Count the lines in the listing below that contain the word "white". Give only the number.

··· Input for this task ···

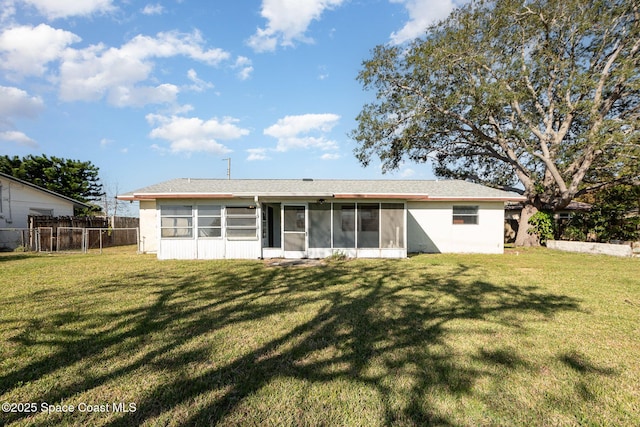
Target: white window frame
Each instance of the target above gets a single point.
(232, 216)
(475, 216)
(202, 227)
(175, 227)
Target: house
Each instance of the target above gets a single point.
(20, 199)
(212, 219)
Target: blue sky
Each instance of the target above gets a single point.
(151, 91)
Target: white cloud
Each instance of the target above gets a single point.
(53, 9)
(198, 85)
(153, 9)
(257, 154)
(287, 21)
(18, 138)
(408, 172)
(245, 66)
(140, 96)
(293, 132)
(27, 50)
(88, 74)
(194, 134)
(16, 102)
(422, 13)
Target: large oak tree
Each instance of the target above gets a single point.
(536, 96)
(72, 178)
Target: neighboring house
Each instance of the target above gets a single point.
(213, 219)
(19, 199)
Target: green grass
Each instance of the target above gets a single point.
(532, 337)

···
··· Input for this task ···

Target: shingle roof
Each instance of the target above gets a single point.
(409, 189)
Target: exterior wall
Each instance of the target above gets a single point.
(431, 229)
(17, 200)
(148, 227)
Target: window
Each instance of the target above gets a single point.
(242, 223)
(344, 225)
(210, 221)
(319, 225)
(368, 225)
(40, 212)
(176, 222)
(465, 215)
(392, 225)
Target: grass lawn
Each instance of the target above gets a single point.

···

— Result —
2